Image-grounded pointing data:
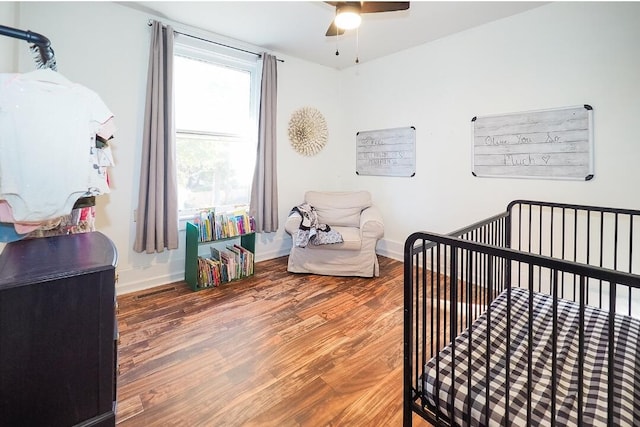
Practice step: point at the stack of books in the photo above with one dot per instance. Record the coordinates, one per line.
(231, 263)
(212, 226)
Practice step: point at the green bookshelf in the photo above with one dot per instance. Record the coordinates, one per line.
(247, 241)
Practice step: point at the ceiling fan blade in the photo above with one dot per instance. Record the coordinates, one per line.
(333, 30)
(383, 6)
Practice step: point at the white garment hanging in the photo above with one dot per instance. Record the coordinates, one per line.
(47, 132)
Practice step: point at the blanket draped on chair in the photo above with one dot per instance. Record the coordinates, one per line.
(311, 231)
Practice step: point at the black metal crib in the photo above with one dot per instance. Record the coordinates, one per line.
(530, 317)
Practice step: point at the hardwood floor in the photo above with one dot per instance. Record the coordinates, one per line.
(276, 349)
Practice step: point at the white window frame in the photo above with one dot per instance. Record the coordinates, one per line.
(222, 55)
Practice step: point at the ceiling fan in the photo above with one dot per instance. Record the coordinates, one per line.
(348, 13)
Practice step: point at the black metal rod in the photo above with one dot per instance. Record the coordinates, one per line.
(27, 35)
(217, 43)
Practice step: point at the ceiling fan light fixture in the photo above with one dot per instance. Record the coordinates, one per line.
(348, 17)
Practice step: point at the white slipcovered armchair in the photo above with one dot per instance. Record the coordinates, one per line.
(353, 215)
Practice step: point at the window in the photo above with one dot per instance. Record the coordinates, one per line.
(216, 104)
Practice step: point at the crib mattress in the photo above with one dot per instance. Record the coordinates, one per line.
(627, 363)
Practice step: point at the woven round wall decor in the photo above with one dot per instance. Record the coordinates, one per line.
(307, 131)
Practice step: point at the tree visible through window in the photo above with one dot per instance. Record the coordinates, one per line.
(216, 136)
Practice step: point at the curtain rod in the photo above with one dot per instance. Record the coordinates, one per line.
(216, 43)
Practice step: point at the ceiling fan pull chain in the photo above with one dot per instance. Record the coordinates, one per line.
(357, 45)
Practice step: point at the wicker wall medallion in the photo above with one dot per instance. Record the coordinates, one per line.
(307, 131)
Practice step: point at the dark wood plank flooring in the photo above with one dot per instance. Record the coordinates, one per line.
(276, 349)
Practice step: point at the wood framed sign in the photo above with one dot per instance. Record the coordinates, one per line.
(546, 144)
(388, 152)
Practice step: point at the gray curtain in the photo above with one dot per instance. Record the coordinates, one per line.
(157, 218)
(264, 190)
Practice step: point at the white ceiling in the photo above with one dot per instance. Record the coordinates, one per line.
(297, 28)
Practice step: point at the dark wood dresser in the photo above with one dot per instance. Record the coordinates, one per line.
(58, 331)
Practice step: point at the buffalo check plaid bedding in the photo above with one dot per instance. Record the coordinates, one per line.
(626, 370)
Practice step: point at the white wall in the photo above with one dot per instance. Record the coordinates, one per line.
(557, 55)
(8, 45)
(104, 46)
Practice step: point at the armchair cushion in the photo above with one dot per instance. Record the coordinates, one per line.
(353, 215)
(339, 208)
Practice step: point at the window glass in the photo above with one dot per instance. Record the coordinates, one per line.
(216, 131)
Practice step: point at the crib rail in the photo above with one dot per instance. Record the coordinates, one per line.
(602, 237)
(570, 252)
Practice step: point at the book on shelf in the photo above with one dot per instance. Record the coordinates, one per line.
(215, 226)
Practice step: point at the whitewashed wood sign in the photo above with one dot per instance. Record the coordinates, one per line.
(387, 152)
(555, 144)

==

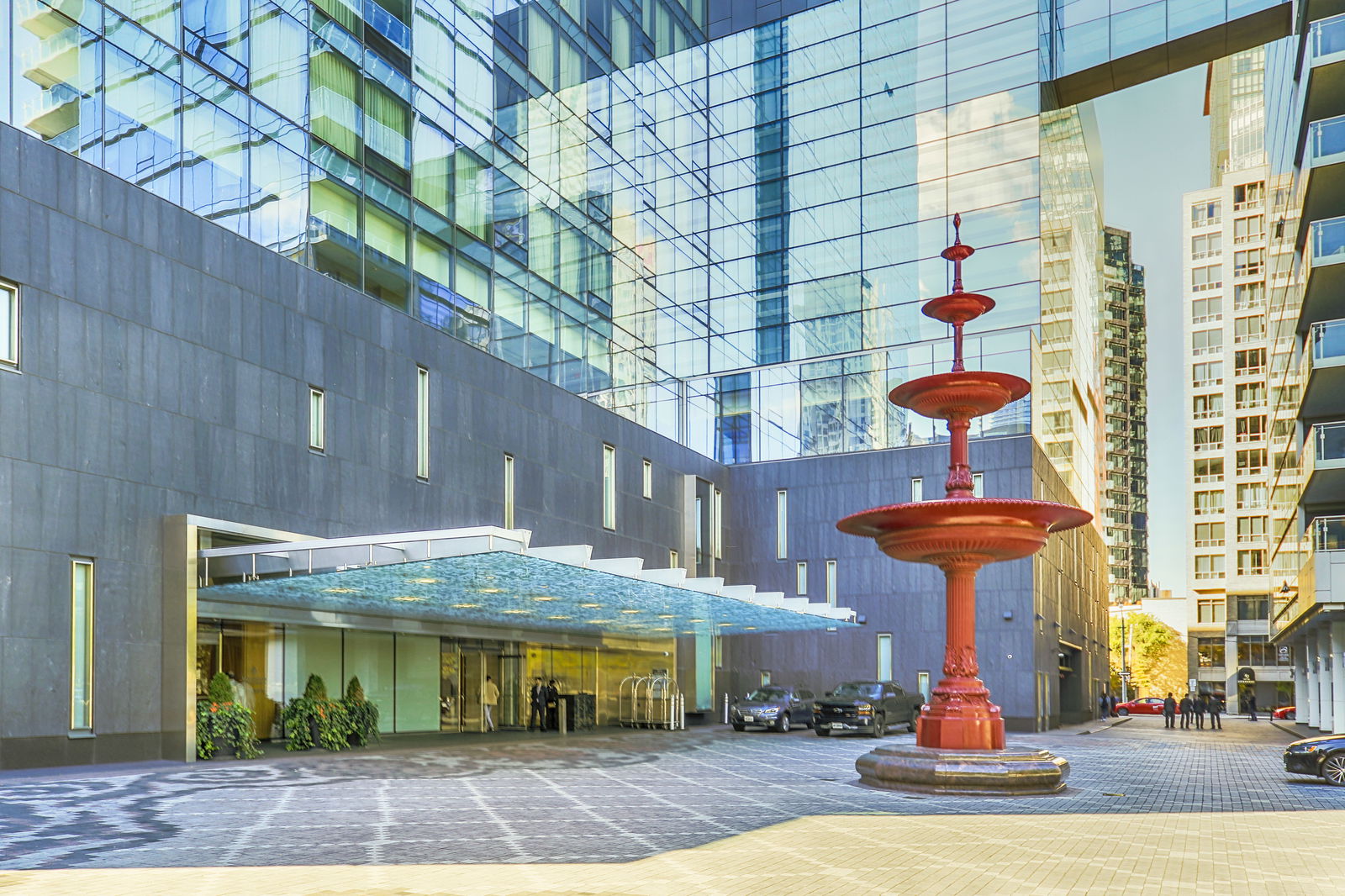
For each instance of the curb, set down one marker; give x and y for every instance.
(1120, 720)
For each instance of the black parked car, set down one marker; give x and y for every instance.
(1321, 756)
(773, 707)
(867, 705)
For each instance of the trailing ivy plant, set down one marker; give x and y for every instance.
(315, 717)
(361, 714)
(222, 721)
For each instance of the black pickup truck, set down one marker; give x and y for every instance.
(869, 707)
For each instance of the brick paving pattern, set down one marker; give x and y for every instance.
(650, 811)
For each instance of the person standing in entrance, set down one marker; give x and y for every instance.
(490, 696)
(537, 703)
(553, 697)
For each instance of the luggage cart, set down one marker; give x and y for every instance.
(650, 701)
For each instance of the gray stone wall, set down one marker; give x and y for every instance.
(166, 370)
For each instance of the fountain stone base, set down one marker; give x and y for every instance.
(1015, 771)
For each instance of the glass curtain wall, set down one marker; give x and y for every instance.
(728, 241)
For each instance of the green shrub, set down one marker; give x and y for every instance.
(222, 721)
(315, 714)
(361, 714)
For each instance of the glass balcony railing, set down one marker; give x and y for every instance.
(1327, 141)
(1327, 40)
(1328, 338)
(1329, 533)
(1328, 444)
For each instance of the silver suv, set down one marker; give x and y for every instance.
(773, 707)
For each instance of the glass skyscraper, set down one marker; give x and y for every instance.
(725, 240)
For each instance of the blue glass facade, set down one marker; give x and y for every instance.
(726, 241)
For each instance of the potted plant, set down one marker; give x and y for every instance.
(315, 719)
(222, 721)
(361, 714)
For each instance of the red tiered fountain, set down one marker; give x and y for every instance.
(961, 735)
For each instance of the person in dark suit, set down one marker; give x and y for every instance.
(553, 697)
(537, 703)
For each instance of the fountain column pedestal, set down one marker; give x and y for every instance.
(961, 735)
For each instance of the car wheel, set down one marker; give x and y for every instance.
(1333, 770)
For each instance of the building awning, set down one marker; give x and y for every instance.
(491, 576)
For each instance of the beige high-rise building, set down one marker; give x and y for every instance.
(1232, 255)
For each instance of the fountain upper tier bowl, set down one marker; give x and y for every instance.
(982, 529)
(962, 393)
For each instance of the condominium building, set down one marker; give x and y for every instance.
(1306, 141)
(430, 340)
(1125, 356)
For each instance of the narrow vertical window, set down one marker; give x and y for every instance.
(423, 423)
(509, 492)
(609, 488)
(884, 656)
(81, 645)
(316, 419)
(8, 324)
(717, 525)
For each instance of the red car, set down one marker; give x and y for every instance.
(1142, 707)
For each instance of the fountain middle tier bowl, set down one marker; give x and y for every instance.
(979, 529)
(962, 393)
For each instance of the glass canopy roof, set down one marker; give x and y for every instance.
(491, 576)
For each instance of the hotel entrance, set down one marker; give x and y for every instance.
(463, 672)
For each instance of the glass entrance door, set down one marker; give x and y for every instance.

▸ **HOW TO COMPLETE THIS TASK**
Set down precisely the lines above between the line holding "For each instance of the narrow" and the line holding "For each instance of the glass entrance", inclusive, and nothing beyond them.

▸ **ANSWER AREA**
For each instance of the narrow vertical window, set down one marker; give x and y for every instance.
(423, 423)
(509, 492)
(609, 488)
(884, 656)
(81, 645)
(316, 419)
(8, 324)
(717, 525)
For each instance of the red car, set down one marker; give x and y for every instance.
(1142, 707)
For each instance of the fountain middle tier bowl, set down one marker; give x and y for every instance.
(979, 529)
(962, 393)
For each instance of the glass canopy roof, set down one marker; give x and y for every instance.
(491, 576)
For each instance of the hotel entrance, set down one marker; give x and y for every instance.
(463, 672)
For each instance of the glass entrance door, set down one marker; give x and y for every instance.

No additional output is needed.